## [Passage for review]
═══

Yesterday I was perusing the newsstand at my local supermarket, and a headline on the front page of the New York Times caught my eye.
“Covid politics walloping red America,” it read. The article was about high rates of Covid cases, hospitalizations, and deaths in conservative-leaning states.
This headline is biased for a couple of reasons:
First of all, Covid politics are not walloping anyone… Covid is. It is clear from the article that by “Covid politics,” the Times means people’s decisions to refrain from protective measures such as vaccines, mask-wearing, and social distancing, or governments’ decisions to refrain from making these measures mandatory. Such measures do, to some extent, prevent people from catching the virus and/or getting sick. But that doesn’t mean that refraining from these things causes people to catch the virus and get sick. The virus itself causes this. Failing to prevent something does not equal causing it.
Second, it makes no more sense to characterize a lack of Covid restrictions as “Covid politics” than it does to characterize the enactment of restrictions as “Covid politics.” Several different definitions of “politics” are listed on Dicionary.com, but they pretty much all have to do with the science and art of government, or beliefs and opinions about government. Debates about which actions, if any, governments should take in response to the Covid pandemic are inherently a political topic. Some people hold political beliefs that emphasize safety and the common good; these people generally support the imposition of restrictions and mandates with the aim of combatting the pandemic. Other people hold political beliefs that emphasize individual rights and liberty; these people generally oppose restrictions and mandates because they believe that respecting rights and allowing people the maximum amount of freedom is more important than combatting the pandemic. So why is the Times equating the latter type of ideology with “politics” but not the former? Refraining from getting the Covid vaccine is not “politics” any more than getting the vaccine is politics. Respecting individual rights, and refraining from forcing people to get the vaccine, is not “politics” any more than forcing people to get the vaccine is politics. If anything, it is more appropriate to characterize the decision to impose restrictions and mandates as “politics,” because this is a decision that actively interferes with people’s lives, as opposed to simply leaving people alone.

═══

## [Information supplied]
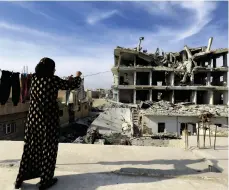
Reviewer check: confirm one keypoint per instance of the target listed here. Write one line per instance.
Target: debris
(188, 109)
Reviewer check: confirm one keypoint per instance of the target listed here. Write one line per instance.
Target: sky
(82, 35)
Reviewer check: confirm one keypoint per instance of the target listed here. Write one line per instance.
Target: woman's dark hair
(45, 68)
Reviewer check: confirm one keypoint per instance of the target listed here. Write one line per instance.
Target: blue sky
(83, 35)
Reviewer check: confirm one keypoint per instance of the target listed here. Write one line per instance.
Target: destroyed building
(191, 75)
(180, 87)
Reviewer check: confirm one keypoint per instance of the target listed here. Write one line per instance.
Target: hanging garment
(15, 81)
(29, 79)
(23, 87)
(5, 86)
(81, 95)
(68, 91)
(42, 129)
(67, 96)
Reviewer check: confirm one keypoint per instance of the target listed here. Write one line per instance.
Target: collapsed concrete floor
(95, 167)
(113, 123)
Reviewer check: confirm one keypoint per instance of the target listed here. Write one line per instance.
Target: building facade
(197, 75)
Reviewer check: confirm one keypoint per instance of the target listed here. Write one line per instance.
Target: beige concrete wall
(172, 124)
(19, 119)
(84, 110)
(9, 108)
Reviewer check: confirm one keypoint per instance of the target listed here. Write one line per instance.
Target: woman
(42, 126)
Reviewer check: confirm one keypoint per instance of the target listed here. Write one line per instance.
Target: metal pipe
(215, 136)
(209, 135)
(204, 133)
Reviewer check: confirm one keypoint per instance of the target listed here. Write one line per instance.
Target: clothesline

═══

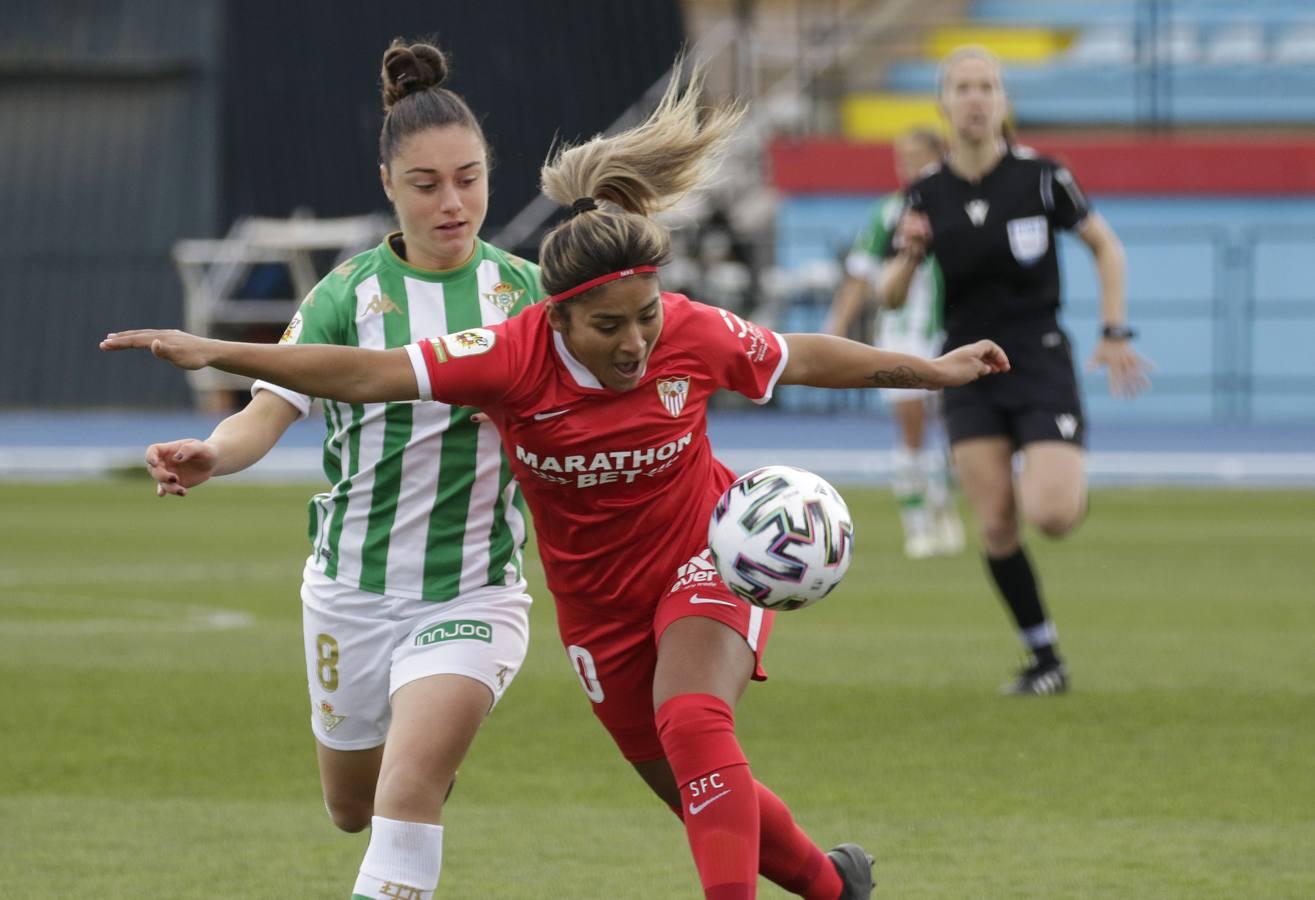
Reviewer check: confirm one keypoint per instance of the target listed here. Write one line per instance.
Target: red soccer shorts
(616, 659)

═══

## [What to work on]
Condense the paragraph that begins "First of all, Covid politics are not walloping anyone" from the passage about the Covid headline, keeping its main points.

## [Solution to the exercise]
The first reason the headline is biased is that Covid, not "Covid politics," is hurting people. By "Covid politics" the Times means people choosing to skip vaccines, masks, and social distancing, or governments choosing not to require them. These measures can partly prevent infection and illness. Skipping them does not cause anyone to catch the virus or get sick, though, because the virus itself does that. Failing to prevent something is not the same as causing it.